== Records for this task ==
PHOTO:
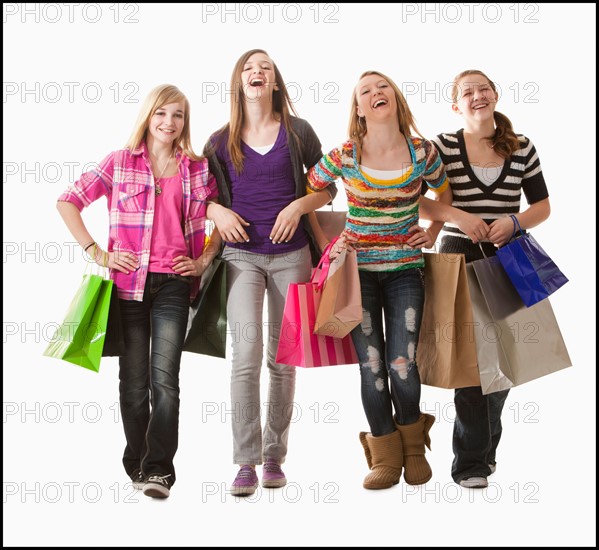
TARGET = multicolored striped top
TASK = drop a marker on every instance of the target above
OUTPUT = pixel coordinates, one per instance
(381, 211)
===
▶ Do this
Format the text lines of the records above as a JSON array of strings, one string per line, skipping blank lines and leaving out the pictures.

▶ Output for this task
[
  "PHOTO:",
  "TARGET = multicolored striped top",
  "TASK = drop a marker on every instance of the target above",
  "OUTPUT = pixel coordinates, one per instance",
  "(381, 211)"
]